**Given instruction**
Reproduce the part of the records that opens with the line containing "Label: man's work boot" and runs through the end of the records, substituting "tight" for "snug" and leaving everything else unchanged.

**Supplied records**
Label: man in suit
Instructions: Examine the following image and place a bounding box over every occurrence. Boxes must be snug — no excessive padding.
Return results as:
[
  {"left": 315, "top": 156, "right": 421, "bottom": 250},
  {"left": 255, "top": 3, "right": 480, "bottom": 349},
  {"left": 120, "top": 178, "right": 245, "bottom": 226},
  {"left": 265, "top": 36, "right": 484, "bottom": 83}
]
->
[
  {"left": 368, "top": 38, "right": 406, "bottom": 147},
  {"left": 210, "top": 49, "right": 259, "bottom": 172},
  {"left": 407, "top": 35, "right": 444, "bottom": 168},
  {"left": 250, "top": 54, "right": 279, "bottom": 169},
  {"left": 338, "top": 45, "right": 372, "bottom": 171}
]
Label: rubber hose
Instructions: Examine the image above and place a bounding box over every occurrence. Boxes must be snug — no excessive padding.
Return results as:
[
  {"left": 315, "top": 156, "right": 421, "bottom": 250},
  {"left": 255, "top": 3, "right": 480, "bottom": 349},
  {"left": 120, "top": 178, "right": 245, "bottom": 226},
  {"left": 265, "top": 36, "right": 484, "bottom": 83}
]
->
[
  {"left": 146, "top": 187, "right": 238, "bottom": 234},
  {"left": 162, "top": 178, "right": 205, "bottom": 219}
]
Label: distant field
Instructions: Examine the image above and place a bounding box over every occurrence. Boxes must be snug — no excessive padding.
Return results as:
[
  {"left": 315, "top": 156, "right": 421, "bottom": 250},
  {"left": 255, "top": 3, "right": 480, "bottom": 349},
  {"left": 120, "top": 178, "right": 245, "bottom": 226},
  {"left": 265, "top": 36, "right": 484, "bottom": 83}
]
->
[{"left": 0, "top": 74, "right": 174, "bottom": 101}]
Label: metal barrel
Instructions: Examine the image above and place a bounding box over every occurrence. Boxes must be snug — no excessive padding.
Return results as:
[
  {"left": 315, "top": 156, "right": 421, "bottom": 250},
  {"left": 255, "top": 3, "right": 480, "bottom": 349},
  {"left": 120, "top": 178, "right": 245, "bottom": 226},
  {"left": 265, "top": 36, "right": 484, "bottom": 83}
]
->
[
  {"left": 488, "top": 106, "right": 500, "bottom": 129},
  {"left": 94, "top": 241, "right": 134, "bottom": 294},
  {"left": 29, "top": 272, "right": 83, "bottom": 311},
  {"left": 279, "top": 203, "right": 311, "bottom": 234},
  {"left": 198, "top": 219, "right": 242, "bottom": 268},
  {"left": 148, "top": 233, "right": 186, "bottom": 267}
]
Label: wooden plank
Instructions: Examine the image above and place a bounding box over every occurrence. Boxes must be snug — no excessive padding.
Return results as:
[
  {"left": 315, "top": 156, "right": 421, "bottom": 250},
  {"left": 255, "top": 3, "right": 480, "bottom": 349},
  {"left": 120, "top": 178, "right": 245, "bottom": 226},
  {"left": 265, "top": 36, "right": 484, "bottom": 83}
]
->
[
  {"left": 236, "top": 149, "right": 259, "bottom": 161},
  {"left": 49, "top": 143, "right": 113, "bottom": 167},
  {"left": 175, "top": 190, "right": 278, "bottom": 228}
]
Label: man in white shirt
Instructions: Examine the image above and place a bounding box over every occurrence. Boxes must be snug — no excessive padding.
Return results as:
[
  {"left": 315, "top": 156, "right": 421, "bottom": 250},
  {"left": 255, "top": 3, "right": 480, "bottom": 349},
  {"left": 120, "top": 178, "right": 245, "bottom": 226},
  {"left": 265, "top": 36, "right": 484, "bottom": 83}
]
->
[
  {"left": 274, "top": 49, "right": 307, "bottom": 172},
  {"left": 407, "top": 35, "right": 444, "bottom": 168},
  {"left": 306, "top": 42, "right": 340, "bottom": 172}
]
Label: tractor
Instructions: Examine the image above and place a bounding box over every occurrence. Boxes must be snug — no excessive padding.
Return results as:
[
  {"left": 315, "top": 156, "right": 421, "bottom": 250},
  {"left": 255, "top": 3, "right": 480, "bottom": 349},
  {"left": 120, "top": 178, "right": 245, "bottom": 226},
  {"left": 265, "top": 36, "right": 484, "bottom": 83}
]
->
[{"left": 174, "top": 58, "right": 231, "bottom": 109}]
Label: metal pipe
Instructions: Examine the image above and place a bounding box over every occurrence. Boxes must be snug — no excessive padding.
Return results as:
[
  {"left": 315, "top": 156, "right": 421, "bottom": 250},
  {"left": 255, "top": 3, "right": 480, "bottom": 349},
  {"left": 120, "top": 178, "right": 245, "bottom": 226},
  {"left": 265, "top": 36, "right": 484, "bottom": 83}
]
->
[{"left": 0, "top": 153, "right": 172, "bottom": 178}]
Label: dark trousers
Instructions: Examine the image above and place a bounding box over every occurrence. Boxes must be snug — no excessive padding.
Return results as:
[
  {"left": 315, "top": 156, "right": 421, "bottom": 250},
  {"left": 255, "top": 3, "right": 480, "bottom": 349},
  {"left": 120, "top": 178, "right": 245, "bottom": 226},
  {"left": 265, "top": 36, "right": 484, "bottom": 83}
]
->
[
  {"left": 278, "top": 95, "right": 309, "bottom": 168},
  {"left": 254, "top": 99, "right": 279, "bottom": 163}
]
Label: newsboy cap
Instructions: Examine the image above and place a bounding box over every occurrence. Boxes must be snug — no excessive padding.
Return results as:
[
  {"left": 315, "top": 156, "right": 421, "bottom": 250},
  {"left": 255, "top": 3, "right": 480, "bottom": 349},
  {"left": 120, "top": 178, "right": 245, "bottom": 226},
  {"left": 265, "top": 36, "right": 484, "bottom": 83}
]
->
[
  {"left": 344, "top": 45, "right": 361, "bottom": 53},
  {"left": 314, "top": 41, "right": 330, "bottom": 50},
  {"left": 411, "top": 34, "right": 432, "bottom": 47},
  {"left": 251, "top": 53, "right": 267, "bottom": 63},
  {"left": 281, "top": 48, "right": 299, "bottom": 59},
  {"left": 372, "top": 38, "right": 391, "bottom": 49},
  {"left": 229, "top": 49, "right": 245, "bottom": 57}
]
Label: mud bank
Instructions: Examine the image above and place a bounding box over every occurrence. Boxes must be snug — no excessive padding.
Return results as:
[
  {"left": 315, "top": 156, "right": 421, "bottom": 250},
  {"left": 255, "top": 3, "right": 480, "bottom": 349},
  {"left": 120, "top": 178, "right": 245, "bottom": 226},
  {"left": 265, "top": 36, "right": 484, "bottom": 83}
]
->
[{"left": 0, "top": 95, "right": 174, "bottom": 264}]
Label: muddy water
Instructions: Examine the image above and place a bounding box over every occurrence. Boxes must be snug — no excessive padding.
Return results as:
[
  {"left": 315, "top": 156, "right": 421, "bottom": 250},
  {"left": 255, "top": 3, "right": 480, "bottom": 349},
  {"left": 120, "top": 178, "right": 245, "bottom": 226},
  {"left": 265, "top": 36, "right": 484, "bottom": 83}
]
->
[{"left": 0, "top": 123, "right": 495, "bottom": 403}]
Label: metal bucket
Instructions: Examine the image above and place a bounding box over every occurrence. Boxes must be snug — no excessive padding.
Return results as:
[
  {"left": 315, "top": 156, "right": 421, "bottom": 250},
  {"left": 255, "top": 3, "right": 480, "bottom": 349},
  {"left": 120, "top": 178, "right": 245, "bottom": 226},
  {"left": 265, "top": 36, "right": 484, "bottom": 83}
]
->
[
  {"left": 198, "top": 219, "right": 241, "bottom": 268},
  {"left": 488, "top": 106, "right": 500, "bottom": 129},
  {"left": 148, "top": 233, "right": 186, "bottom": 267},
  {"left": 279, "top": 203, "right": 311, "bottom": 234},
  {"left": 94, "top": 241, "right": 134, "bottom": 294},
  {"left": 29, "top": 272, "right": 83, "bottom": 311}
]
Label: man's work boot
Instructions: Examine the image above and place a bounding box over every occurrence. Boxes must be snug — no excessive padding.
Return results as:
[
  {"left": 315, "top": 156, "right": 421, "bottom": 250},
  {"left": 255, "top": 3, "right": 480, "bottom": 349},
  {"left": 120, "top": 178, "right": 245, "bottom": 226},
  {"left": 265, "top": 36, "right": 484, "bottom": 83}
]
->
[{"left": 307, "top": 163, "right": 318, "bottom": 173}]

**Complete output**
Label: man's work boot
Instructions: Examine the image above and place a bounding box over every occurrence. Boxes must be tight — no excessive padding.
Return results as:
[
  {"left": 315, "top": 156, "right": 421, "bottom": 250},
  {"left": 255, "top": 3, "right": 480, "bottom": 349},
  {"left": 120, "top": 178, "right": 245, "bottom": 226},
  {"left": 265, "top": 36, "right": 484, "bottom": 83}
]
->
[{"left": 307, "top": 163, "right": 318, "bottom": 173}]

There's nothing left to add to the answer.